## DIRECTION
Update the rows below by replacing every occurrence of "in this photo" with "in this image" and leaving everything else unchanged. Omit the pictures from the result.

## MATERIAL
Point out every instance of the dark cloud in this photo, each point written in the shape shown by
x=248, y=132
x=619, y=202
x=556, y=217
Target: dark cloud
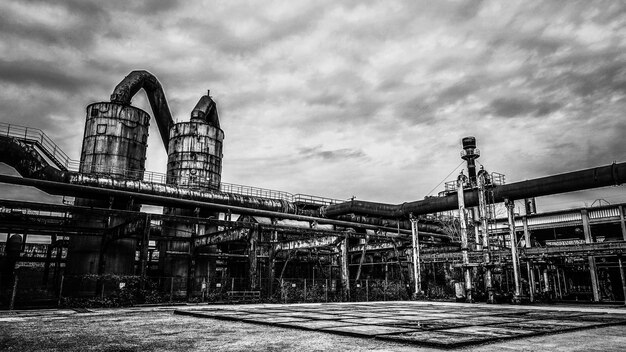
x=87, y=22
x=515, y=107
x=330, y=155
x=40, y=73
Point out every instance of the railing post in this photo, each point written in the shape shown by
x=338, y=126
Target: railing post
x=60, y=290
x=12, y=304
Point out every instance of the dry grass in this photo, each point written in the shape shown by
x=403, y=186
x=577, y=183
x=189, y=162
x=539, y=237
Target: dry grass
x=160, y=330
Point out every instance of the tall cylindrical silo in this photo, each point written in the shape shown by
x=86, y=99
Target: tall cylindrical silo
x=194, y=161
x=114, y=145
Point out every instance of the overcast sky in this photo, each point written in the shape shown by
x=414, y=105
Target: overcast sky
x=342, y=99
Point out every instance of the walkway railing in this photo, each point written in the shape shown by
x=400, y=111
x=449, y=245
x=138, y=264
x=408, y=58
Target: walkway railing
x=64, y=162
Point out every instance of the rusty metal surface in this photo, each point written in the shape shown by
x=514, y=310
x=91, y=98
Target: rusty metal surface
x=115, y=142
x=195, y=155
x=602, y=176
x=206, y=111
x=137, y=80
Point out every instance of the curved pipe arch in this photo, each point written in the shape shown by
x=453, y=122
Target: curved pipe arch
x=131, y=84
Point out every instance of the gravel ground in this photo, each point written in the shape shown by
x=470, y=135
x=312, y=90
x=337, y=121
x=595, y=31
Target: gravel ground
x=158, y=329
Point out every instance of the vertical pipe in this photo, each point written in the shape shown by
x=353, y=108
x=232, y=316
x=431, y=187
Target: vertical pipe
x=514, y=258
x=60, y=290
x=271, y=258
x=143, y=254
x=621, y=273
x=416, y=257
x=252, y=259
x=621, y=221
x=460, y=182
x=476, y=222
x=46, y=269
x=12, y=304
x=546, y=281
x=345, y=274
x=482, y=206
x=565, y=289
x=358, y=272
x=326, y=291
x=531, y=280
x=526, y=232
x=593, y=270
x=558, y=283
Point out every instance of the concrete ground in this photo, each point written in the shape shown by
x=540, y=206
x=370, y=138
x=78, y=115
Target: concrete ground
x=159, y=329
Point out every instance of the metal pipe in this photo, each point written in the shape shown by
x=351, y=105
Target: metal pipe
x=593, y=270
x=416, y=256
x=206, y=110
x=622, y=276
x=460, y=183
x=602, y=176
x=61, y=188
x=482, y=207
x=510, y=205
x=137, y=80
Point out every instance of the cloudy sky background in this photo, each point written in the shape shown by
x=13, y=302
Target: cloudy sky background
x=341, y=99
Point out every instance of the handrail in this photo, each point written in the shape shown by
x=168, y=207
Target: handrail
x=52, y=150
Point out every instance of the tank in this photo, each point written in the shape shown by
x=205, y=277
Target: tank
x=469, y=142
x=115, y=142
x=195, y=155
x=194, y=161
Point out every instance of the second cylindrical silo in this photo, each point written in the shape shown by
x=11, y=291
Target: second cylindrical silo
x=194, y=161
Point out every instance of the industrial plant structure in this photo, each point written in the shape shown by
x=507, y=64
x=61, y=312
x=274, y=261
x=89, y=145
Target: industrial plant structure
x=219, y=241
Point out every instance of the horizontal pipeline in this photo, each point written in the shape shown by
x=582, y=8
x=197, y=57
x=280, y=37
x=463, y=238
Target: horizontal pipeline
x=82, y=191
x=602, y=176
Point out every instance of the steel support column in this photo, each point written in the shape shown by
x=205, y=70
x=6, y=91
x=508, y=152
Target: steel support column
x=345, y=274
x=593, y=270
x=252, y=259
x=621, y=221
x=623, y=277
x=417, y=278
x=510, y=206
x=460, y=182
x=482, y=207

## SOLUTION FOR THIS PROBLEM
Point out every instance of the dark cloud in this image, each point written in the shape shown by
x=248, y=132
x=619, y=202
x=556, y=217
Target: dark cloud
x=87, y=22
x=515, y=107
x=330, y=155
x=40, y=73
Point out every instance of the railing post in this image, each point written in the shape shown by
x=338, y=126
Target: railing post
x=60, y=290
x=12, y=304
Point out every instance of the dry grass in this image, each point written in the shape shown by
x=403, y=186
x=577, y=183
x=189, y=162
x=539, y=237
Target: dry grass
x=160, y=330
Point out every instance of the tall cylindrical silo in this image, each point written in the shape shown by
x=86, y=99
Target: tall cylindrical silo
x=194, y=161
x=114, y=145
Point out every instance of the overcast sky in this image, each point written in the shape shown by
x=414, y=105
Target: overcast sky
x=342, y=99
Point out every instance of the walkway railing in this image, each point written in the shape shown by
x=400, y=111
x=449, y=245
x=138, y=264
x=408, y=58
Target: walkway railing
x=64, y=162
Point out every instance of the rusty metal surface in this image, each point written in the shape shown by
x=514, y=310
x=91, y=98
Target: rusty metal surface
x=115, y=142
x=195, y=155
x=602, y=176
x=206, y=111
x=137, y=80
Point out every instance of the curved pipe arch in this image, each point written in the shape shown by
x=453, y=122
Target: curved pipe arch
x=131, y=84
Point out every instance of the gravel ground in this image, each point written in the shape shown by
x=470, y=135
x=312, y=90
x=337, y=121
x=595, y=31
Target: gravel ground
x=158, y=329
Point out every instance of the vertical pipe in this image, each point written in the shape shown by
x=353, y=108
x=232, y=316
x=431, y=187
Target: vertical pipe
x=514, y=258
x=60, y=290
x=271, y=258
x=143, y=254
x=621, y=273
x=416, y=257
x=252, y=259
x=621, y=221
x=460, y=182
x=476, y=222
x=46, y=269
x=12, y=304
x=546, y=281
x=345, y=274
x=482, y=206
x=565, y=289
x=358, y=272
x=326, y=291
x=531, y=280
x=526, y=232
x=593, y=270
x=558, y=283
Point out every instance of the concrete ground in this image, each point written in the shape shown by
x=540, y=206
x=370, y=138
x=78, y=115
Target: concrete ground
x=159, y=329
Point out every instance of the metal pipe in this image, each point written in the shape shown by
x=351, y=105
Target: metal pipe
x=593, y=270
x=416, y=256
x=206, y=110
x=622, y=276
x=460, y=183
x=602, y=176
x=61, y=188
x=482, y=207
x=510, y=205
x=137, y=80
Point out every instance of the cloudy sky background in this image, each point written in the shape shown by
x=13, y=302
Target: cloudy sky background
x=341, y=99
Point out every instance of the handrail in this image, each point written in the shape shown by
x=168, y=207
Target: handrail
x=52, y=150
Point out every instance of the tank in this image, each point written in the shape shown by
x=205, y=277
Target: tank
x=469, y=142
x=115, y=142
x=195, y=155
x=194, y=161
Point out every instance of the second cylindrical silo in this image, each point written in the shape shown by
x=11, y=291
Target: second cylindrical silo
x=194, y=161
Point out every instance of the industrial plant structure in this image, each point written in the shape shown by
x=507, y=64
x=61, y=312
x=274, y=261
x=89, y=145
Target: industrial plant structure
x=219, y=241
Point out every instance of the horizontal pipeline in this image, each point written in the shape shown by
x=582, y=8
x=197, y=57
x=280, y=37
x=463, y=238
Target: horizontal pipeline
x=82, y=191
x=602, y=176
Point out every instance of the steel support column in this image, each point written in the shape shown by
x=205, y=70
x=6, y=91
x=508, y=152
Target: steel support column
x=345, y=274
x=593, y=270
x=252, y=259
x=621, y=221
x=623, y=277
x=417, y=278
x=510, y=206
x=460, y=182
x=482, y=207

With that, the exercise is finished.